### BACAAN
● ● ● ● ● ● ●

Islam mengenal hakikat keadilan adalah meletakkan segala sesuatu pada tempatnya. Dan bila meletakkan sesuatu tidak pada tempatnya, maka hal itu dikatakan sebuah kezaliman. Hal ini tidak hanya berlaku pada satu hal, namun pada semua aspek kehidupan umat manusia. Termasuk penggunaan bahasa.
Dalam ilmu bahasa dikenal ada istilah “Eufimisme” atau yang secara harfiah bisa diartikan sebagai “penghalusan bahasa”. Eufimisme pada hakikatnya sangat diperlukan oleh manusia di dalam hubungan sosialnya, terlebih lagi bagi bangsa Indonesia yang dikenal sebagai bangsa yang aslinya memiliki watak berbudi luhur dan penuh dengan kesopan-santunan.

● ● ● ● ● ● ●

(Catatan Dataset)
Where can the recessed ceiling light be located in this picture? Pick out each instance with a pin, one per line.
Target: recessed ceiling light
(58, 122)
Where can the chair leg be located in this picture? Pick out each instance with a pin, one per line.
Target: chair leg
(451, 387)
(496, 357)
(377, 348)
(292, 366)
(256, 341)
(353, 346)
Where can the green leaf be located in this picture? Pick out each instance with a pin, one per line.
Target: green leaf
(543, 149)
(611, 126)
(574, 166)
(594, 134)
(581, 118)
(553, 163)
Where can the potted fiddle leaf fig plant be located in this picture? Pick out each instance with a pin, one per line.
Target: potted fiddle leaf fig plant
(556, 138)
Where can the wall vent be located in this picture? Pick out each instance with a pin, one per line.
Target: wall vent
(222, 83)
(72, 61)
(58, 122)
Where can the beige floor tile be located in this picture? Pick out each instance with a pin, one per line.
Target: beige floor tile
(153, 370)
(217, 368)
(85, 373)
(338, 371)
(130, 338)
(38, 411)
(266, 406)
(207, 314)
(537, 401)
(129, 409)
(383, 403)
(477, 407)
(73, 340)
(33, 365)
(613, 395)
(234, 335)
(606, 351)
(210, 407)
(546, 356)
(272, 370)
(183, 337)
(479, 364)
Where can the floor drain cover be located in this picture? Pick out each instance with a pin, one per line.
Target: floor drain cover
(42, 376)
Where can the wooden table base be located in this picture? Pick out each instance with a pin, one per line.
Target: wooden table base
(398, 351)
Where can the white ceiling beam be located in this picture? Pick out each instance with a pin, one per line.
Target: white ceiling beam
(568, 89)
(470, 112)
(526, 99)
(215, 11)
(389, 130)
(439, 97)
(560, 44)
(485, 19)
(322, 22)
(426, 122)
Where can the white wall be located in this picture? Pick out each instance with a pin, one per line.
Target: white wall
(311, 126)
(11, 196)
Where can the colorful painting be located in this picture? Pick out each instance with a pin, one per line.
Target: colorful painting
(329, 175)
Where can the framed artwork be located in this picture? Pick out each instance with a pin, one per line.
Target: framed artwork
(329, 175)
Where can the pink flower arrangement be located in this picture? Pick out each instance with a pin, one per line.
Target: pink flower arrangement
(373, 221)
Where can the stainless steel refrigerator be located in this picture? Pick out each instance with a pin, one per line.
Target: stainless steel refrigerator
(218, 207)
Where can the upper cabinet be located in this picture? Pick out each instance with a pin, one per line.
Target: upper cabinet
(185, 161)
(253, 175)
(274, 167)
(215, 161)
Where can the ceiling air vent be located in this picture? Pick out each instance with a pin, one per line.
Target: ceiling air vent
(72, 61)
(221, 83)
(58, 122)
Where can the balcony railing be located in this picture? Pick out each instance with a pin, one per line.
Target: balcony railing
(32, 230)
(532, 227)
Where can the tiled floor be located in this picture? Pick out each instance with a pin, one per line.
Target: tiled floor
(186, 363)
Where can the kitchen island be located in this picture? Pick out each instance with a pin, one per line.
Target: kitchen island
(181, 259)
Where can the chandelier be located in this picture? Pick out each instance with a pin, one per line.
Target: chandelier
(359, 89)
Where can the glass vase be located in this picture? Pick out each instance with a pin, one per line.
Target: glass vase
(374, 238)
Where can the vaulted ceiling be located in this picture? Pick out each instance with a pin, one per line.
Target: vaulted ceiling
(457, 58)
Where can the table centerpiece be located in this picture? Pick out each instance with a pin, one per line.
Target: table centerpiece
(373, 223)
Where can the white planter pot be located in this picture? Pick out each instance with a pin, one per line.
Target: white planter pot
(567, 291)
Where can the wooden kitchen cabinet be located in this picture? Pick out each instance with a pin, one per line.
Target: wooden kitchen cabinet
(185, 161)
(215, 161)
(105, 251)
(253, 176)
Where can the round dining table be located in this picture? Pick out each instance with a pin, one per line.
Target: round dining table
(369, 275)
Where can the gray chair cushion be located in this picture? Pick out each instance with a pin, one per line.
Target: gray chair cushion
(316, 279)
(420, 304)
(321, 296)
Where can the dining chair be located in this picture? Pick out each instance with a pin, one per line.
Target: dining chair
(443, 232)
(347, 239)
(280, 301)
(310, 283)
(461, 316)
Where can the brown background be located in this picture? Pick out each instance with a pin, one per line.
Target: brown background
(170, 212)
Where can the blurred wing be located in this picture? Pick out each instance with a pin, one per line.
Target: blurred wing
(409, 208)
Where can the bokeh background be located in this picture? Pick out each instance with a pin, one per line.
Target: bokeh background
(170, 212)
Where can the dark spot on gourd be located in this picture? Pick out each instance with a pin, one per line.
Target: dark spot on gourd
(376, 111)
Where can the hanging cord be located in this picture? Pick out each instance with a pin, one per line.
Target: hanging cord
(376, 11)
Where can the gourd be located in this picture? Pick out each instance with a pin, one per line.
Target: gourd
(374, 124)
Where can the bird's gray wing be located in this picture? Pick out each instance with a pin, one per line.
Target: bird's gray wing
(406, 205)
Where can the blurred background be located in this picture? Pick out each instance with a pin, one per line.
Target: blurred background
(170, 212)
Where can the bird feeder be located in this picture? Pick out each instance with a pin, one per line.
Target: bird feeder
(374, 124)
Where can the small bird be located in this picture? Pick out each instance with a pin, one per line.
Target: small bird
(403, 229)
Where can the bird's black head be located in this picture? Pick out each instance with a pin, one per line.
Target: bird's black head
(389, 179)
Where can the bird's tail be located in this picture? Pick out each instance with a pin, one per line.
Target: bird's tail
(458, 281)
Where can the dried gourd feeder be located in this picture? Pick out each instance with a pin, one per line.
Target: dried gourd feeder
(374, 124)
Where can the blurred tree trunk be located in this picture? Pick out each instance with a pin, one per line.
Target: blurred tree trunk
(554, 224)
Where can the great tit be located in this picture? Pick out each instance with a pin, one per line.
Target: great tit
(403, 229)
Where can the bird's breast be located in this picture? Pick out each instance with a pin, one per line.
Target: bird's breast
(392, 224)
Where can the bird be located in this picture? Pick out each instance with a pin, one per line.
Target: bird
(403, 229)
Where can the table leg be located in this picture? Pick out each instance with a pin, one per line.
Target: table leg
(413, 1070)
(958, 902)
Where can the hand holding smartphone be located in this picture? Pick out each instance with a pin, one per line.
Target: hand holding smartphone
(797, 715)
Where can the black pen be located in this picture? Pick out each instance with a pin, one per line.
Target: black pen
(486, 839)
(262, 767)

● ● ● ● ● ● ●

### SOAL LATIHAN
A. Menurut bacaan tentang keadilan dan penghalusan bahasa, apa arti harfiah istilah "Eufimisme"?
B. Tulis ulang tanpa perubahan bagian bacaan tentang keadilan dan penghalusan bahasa dari "Dalam ilmu bahasa" sampai "penuh dengan kesopan-santunan.".
C. Teruskan bacaan tentang keadilan dan penghalusan bahasa mulai dari kalimat sesudah kalimat terakhirnya.

### JAWABAN YANG DIHARAPKAN
A. Penghalusan bahasa.

B.
Dalam ilmu bahasa dikenal ada istilah “Eufimisme” atau yang secara harfiah bisa diartikan sebagai “penghalusan bahasa”. Eufimisme pada hakikatnya sangat diperlukan oleh manusia di dalam hubungan sosialnya, terlebih lagi bagi bangsa Indonesia yang dikenal sebagai bangsa yang aslinya memiliki watak berbudi luhur dan penuh dengan kesopan-santunan.

C.
Sebab itu, dalam pergaulan keseharian kita lebih suka menggunakan istilah “Kamar Kecil” untuk menyebut tempat membuang hajat, kita lebih suka menggunakan istilah “Kurang Bagus” untuk menyebut sesuatu hal yang jelek, mengunakan istilah “Kurang Pandai” untuk seseorang yang “Bodoh”, istilah “Kurang Banyak” untuk “Sedikit”, dan sebagainya.
Dalam ranah psikologi, eufimisme sering digunakan untuk memotivasi seseorang. Eufimisme juga sering dimanfaatkan di dalam kelas-kelas hubungan masyarakat, kelas etiket dan kepribadian, dan lainnya. Namun di dunia ini segala sesuatu tentu ada sisi baik dan buruknya. Istilah populernya, Man Behind The Gun. Tergantung siapa yang berada di belakang segala sesuatunya.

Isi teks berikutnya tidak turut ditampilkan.